Transcribe the material below word for word, omitting the pictures from your copy.

Annotation data for object locations
◇ ◇ ◇ ◇ ◇ ◇ ◇

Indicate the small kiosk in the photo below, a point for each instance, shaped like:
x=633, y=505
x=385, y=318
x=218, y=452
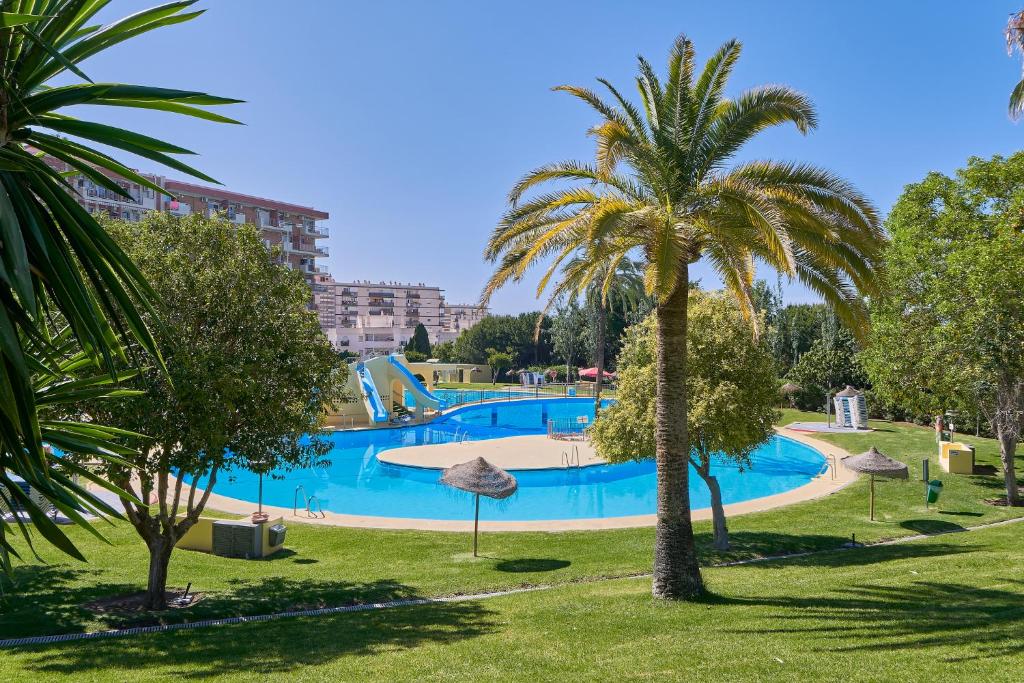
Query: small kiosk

◇ ◇ ◇ ◇ ◇ ◇ ◇

• _Finished answer_:
Indicate the small kiosk in the photo below, a point for each instance, shaped like:
x=633, y=505
x=385, y=318
x=218, y=452
Query: small kiosk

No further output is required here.